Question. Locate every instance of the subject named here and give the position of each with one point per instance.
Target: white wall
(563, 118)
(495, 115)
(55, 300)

────

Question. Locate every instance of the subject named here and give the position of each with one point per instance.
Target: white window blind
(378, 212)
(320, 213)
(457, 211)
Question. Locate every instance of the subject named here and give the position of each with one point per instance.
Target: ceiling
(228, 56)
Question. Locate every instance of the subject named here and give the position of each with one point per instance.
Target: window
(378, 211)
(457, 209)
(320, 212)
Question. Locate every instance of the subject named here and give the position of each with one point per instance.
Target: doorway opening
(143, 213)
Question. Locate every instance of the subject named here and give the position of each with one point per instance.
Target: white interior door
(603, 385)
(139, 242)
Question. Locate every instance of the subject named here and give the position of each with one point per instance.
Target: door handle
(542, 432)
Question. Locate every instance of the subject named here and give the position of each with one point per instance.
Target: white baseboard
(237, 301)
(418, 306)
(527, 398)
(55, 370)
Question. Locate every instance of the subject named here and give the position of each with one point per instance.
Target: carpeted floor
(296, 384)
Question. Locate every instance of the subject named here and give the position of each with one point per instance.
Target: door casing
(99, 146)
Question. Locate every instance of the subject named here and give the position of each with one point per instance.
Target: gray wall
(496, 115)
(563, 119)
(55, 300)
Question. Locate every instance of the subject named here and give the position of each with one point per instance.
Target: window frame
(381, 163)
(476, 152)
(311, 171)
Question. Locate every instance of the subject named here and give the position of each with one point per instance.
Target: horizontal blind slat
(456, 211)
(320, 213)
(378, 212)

────

**Exercise aim**
List every line in the entries above that contains the word "blind".

**Answer to this exercise**
Target: white window blind
Target: horizontal blind slat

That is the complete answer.